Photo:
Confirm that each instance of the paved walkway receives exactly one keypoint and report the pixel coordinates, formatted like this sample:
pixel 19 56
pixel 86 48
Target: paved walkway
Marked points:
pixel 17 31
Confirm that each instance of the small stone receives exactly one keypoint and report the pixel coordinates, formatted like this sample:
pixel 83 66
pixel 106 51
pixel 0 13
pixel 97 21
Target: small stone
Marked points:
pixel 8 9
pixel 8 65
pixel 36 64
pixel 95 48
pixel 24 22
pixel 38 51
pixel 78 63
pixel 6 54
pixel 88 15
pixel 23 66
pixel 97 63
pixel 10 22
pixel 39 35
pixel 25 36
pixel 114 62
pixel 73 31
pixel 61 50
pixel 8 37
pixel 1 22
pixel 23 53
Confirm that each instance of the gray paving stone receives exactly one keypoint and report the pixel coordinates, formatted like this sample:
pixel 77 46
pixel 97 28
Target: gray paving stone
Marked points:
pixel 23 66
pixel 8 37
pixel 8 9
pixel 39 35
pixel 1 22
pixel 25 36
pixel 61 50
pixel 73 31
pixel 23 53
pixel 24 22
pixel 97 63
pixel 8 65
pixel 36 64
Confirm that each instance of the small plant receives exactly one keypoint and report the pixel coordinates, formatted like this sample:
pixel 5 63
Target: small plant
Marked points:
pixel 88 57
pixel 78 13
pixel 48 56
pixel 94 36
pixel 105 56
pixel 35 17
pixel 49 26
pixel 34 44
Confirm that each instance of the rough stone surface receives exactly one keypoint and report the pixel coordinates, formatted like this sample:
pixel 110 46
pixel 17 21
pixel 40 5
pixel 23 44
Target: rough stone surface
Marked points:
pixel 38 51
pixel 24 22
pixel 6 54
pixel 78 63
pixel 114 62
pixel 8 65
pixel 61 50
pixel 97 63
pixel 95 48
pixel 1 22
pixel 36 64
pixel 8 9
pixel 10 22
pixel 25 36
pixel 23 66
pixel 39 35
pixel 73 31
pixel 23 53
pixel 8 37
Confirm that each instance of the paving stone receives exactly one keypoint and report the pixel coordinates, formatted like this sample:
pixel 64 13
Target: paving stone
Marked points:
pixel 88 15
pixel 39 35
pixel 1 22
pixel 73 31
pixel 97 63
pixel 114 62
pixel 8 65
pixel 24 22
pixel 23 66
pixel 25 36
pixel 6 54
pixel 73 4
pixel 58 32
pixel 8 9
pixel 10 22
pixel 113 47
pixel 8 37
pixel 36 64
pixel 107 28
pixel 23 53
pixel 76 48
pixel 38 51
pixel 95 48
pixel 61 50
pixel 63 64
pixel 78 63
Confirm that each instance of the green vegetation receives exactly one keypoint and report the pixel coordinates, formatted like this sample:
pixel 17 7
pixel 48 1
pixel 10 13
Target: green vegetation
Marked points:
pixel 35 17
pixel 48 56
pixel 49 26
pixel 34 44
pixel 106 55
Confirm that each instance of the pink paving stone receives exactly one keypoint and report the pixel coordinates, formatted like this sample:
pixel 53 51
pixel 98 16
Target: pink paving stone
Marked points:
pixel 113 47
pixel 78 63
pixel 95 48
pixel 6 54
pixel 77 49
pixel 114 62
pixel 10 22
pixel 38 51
* * *
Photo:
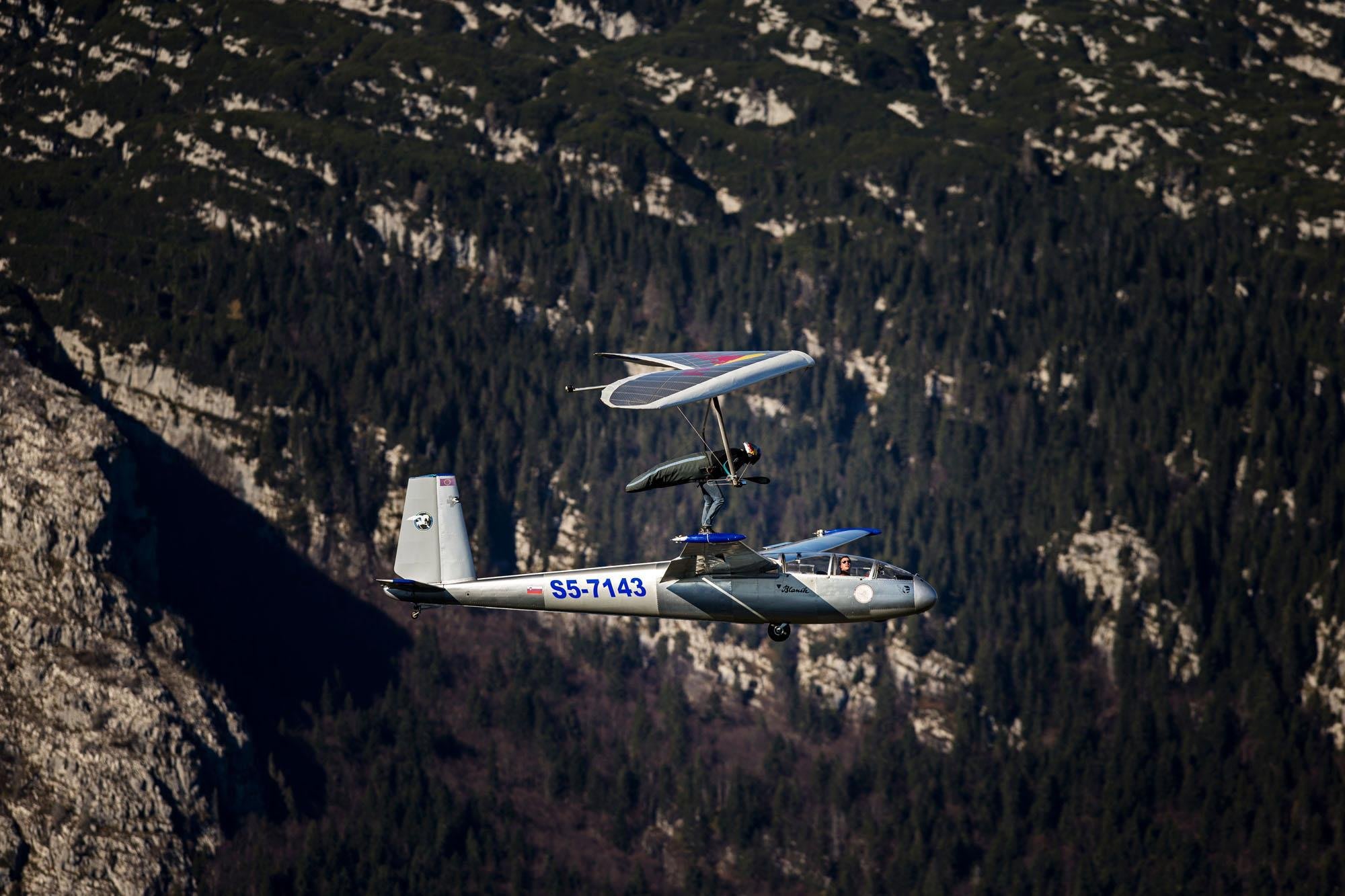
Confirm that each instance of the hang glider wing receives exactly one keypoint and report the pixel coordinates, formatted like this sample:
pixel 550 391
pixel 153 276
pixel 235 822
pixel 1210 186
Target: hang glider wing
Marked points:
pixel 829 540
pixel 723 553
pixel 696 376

**PROBLEM TO WORK ON:**
The string to find is "vegetation"; copy every line of the listing that has it.

**EXERCISE OUTPUT:**
Confirm that each instance of the green vegetation receives exactly one keypoint and report the pixel coordinates, formatted like this sample:
Target: green vegetation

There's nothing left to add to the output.